▶ _What to work on_
Rewrite the lines between the one holding "Outline every instance of the lilac flower" and the one holding "224 167 L 223", inclusive, reproducing the requests and their format samples unchanged. Multiply every coordinate in the answer paths by 2.55 and round to whole numbers, with halves rounded up.

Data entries
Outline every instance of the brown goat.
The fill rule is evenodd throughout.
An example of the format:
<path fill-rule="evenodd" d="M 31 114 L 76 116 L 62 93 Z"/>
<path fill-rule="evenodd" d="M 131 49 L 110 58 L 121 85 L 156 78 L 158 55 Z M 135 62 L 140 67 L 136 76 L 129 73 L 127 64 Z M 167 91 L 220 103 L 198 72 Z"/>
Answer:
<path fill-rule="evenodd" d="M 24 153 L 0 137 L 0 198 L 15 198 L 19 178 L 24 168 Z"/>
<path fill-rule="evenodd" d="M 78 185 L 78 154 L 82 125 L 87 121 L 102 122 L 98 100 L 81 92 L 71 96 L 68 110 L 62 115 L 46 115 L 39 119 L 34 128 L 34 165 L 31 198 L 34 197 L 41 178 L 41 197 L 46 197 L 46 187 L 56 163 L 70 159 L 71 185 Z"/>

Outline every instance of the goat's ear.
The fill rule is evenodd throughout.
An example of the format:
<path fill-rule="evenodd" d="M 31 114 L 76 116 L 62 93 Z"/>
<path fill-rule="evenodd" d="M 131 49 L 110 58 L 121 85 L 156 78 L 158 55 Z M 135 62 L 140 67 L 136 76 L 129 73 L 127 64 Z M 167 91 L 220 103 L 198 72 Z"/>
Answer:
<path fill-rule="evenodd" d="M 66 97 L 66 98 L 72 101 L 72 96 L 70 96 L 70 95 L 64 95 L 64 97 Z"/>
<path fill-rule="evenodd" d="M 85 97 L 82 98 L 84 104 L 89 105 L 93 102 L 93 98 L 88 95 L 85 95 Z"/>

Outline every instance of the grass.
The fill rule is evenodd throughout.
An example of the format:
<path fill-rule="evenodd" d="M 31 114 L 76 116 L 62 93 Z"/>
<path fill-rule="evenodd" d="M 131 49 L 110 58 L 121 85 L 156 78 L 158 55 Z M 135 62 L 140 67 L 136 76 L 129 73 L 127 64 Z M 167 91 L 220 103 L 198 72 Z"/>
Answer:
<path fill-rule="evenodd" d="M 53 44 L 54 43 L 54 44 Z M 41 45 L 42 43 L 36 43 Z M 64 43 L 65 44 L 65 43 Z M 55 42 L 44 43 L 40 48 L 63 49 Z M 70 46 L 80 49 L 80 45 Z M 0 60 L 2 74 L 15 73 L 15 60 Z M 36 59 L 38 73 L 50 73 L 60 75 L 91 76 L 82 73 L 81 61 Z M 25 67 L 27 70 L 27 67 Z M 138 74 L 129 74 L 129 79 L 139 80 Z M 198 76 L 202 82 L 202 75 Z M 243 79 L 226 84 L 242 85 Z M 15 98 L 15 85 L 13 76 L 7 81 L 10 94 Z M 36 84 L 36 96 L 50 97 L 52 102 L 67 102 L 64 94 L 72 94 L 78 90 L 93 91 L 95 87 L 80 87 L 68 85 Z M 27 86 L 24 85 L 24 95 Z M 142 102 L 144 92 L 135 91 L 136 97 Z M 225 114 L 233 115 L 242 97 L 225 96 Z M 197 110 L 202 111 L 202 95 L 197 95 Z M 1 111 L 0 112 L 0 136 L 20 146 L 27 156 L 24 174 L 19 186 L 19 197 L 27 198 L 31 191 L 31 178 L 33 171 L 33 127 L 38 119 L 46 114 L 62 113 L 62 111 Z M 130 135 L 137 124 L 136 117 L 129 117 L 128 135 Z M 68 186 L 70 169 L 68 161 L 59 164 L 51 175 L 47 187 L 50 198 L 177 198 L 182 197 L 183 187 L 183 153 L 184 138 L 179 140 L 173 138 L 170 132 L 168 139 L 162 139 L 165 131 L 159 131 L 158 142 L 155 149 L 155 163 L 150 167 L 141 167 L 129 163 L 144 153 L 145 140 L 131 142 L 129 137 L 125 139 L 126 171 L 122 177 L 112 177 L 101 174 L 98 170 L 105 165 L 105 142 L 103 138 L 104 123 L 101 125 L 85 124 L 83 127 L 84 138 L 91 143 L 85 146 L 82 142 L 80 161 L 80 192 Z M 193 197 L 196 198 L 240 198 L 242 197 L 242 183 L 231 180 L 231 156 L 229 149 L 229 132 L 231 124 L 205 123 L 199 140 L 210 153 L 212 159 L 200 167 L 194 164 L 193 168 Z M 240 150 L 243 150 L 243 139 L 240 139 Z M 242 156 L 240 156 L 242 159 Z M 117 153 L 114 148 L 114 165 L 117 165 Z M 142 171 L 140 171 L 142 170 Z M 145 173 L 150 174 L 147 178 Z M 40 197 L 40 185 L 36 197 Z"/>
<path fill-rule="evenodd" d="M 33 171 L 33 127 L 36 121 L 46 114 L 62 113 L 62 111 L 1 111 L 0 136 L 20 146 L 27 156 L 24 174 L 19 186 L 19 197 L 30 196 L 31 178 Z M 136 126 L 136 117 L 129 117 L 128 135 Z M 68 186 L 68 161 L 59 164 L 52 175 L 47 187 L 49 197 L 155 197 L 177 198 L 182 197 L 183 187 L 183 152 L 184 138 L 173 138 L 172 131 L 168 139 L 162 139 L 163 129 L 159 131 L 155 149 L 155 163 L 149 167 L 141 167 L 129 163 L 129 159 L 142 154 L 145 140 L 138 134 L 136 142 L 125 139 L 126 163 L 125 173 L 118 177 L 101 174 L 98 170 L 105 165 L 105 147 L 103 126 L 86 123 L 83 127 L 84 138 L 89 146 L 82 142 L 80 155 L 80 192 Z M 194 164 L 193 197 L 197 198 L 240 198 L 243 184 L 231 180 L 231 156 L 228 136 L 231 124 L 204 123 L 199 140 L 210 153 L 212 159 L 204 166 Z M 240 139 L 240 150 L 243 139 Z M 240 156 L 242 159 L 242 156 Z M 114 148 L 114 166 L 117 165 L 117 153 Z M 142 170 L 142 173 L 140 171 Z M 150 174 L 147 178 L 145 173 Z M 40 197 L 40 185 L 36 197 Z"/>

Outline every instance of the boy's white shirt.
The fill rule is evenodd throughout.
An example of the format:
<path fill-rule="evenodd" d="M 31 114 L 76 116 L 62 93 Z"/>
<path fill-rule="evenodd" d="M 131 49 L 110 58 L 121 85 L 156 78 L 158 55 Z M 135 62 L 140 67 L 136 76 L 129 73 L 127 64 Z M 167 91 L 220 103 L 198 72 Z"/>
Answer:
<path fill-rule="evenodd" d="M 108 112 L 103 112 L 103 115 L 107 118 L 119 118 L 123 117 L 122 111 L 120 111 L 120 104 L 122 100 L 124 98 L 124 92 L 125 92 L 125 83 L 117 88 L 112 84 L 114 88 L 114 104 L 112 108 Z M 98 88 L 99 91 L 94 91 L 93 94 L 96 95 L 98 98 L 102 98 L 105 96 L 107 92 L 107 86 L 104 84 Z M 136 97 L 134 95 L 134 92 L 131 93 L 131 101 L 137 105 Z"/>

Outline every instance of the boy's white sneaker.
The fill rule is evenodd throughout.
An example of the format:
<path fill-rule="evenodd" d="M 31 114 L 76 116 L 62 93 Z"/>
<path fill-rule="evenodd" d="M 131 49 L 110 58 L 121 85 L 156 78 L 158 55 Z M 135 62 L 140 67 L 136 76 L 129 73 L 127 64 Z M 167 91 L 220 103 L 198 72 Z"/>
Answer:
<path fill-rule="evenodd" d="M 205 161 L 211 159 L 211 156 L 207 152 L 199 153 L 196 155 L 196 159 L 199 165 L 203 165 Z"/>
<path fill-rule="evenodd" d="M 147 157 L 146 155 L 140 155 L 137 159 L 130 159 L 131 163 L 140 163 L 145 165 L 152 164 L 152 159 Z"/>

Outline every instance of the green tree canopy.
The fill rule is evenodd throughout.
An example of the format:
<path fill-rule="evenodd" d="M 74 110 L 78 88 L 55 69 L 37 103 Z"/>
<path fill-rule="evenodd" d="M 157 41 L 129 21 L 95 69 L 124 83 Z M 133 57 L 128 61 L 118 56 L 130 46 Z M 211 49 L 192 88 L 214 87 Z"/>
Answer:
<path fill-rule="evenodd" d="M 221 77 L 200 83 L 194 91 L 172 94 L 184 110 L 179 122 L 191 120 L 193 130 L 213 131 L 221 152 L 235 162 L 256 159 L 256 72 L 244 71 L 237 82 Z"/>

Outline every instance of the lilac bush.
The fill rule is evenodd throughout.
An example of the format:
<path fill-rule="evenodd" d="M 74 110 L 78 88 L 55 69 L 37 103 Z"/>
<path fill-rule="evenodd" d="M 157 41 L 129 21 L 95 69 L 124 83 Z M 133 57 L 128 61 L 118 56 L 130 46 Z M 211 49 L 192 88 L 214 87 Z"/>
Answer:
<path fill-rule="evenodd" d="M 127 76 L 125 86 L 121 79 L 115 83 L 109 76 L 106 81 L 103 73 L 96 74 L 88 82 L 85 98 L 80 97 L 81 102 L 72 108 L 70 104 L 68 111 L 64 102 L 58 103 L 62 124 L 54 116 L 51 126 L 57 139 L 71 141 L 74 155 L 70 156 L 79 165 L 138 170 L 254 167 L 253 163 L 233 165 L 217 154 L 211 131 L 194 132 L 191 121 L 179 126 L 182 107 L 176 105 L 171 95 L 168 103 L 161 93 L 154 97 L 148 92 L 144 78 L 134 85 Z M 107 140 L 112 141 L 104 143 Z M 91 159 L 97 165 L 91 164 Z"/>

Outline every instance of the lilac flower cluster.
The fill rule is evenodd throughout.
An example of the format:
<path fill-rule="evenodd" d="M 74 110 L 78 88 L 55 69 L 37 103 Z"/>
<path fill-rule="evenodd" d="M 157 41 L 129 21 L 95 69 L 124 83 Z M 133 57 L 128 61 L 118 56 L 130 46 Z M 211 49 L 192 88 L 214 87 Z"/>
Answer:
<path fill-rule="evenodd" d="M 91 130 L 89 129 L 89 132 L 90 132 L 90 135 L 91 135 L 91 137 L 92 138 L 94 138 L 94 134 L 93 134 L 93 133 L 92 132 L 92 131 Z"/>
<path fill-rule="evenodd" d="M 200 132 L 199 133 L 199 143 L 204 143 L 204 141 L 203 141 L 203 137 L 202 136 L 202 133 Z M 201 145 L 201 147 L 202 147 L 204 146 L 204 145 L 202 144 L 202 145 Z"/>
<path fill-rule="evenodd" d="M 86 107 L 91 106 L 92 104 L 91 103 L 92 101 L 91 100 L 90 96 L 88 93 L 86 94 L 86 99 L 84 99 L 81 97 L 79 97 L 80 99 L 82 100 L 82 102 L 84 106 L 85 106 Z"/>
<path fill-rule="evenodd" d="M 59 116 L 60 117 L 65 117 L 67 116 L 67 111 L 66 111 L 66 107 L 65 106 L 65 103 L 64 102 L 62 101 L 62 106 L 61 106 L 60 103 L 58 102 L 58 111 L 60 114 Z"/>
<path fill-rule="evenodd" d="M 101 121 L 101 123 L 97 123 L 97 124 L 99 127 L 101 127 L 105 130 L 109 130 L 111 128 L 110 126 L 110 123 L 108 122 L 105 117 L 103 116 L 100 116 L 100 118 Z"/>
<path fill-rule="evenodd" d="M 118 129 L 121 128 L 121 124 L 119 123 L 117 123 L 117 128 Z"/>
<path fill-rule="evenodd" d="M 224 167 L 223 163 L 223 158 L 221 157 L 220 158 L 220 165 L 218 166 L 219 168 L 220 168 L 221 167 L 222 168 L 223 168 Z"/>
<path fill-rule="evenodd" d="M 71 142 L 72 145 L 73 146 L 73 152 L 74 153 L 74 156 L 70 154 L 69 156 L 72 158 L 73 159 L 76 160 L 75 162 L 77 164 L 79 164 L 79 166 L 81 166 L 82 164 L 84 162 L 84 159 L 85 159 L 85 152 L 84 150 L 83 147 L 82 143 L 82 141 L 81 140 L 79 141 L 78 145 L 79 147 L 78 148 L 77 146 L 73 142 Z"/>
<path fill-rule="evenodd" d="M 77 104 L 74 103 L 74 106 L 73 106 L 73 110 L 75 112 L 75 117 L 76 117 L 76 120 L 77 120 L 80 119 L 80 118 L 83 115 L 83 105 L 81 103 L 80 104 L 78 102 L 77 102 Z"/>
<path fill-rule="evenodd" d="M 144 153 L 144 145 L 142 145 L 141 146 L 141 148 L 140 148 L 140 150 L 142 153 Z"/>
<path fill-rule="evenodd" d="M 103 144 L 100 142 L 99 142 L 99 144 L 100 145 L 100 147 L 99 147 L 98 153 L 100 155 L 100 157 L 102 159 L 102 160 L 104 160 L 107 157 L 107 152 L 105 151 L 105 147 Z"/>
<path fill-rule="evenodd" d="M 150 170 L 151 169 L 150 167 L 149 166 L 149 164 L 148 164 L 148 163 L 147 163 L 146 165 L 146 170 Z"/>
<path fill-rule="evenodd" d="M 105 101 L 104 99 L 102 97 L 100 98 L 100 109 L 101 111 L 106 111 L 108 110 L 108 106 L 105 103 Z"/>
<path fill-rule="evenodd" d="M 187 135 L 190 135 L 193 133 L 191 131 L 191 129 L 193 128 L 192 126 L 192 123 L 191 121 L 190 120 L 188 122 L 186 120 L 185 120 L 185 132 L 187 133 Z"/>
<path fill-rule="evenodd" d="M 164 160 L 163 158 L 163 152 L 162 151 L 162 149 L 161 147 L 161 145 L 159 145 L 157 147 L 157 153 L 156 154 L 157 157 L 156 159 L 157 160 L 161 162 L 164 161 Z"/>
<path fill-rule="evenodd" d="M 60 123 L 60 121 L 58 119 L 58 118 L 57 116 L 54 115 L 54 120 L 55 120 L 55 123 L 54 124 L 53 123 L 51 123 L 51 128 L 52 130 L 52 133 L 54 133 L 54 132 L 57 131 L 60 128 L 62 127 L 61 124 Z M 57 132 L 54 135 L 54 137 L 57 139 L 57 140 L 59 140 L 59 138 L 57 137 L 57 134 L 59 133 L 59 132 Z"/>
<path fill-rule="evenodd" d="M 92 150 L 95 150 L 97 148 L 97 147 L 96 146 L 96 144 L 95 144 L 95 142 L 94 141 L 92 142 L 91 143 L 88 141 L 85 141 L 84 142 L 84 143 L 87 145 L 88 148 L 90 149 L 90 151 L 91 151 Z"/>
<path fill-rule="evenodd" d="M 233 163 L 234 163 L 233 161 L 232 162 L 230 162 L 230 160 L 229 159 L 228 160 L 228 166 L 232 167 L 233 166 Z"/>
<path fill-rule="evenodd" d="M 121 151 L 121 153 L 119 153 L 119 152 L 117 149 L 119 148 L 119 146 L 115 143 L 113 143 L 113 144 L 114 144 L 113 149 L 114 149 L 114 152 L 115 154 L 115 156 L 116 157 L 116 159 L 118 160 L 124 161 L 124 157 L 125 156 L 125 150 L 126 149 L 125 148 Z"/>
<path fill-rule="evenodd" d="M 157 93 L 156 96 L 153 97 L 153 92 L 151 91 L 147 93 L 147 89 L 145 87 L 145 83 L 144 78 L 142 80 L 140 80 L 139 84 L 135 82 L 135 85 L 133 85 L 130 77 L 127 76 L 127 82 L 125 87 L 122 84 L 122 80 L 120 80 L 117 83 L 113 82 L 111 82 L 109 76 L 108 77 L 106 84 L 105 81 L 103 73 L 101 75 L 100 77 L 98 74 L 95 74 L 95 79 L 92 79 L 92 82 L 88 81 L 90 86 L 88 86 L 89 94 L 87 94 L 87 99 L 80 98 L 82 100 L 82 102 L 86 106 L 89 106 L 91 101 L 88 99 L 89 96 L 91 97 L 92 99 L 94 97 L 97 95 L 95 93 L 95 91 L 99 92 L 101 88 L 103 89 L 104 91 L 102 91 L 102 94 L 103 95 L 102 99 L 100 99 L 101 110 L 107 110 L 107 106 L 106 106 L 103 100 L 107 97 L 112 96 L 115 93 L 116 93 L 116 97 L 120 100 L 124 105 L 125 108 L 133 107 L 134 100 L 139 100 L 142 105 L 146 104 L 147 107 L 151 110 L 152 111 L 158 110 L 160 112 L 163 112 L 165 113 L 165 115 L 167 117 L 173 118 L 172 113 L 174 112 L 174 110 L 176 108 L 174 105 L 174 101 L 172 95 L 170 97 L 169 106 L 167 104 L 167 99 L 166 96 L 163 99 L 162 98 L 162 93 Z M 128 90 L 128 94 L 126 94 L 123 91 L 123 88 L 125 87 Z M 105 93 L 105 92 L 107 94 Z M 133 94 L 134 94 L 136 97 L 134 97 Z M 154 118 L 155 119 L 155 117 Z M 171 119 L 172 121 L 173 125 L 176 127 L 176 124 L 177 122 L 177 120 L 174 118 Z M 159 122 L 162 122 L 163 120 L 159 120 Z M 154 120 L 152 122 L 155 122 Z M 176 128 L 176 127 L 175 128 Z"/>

▶ _Exercise response_
Outline every instance of the lilac flower cluster.
The fill rule is evenodd throughout.
An example of the format:
<path fill-rule="evenodd" d="M 74 110 L 78 88 L 55 69 L 37 103 Z"/>
<path fill-rule="evenodd" d="M 157 41 L 129 21 L 95 69 L 124 83 Z M 133 57 L 128 61 L 118 56 L 130 46 Z M 211 49 L 192 88 L 214 87 Z"/>
Answer:
<path fill-rule="evenodd" d="M 232 332 L 227 329 L 227 337 L 230 337 L 230 344 L 232 344 L 232 349 L 235 352 L 240 352 L 240 342 L 237 342 L 237 339 L 235 337 L 235 334 Z"/>
<path fill-rule="evenodd" d="M 510 337 L 507 339 L 507 365 L 520 365 L 520 360 L 518 360 L 518 349 L 515 347 L 515 339 Z M 513 370 L 513 375 L 515 375 L 520 372 L 520 370 L 515 367 L 515 370 Z"/>
<path fill-rule="evenodd" d="M 219 273 L 232 270 L 235 265 L 232 263 L 235 258 L 232 255 L 230 245 L 224 237 L 219 240 L 219 252 L 214 252 L 207 247 L 201 247 L 204 252 L 209 255 L 209 260 L 214 270 L 217 270 Z"/>
<path fill-rule="evenodd" d="M 150 296 L 153 298 L 166 298 L 171 296 L 171 283 L 168 283 L 168 273 L 166 270 L 166 263 L 163 260 L 158 258 L 158 270 L 156 270 L 153 263 L 148 260 L 148 283 L 153 291 Z"/>
<path fill-rule="evenodd" d="M 258 309 L 258 314 L 247 314 L 247 316 L 252 324 L 258 324 L 268 332 L 278 332 L 283 326 L 281 321 L 281 314 L 275 311 L 268 298 L 263 296 L 255 296 L 255 301 Z"/>
<path fill-rule="evenodd" d="M 301 329 L 309 326 L 309 316 L 303 314 L 298 314 L 298 326 Z"/>
<path fill-rule="evenodd" d="M 571 426 L 569 416 L 569 403 L 564 400 L 561 403 L 561 421 L 556 423 L 558 428 L 561 428 L 564 426 L 566 428 L 569 428 Z"/>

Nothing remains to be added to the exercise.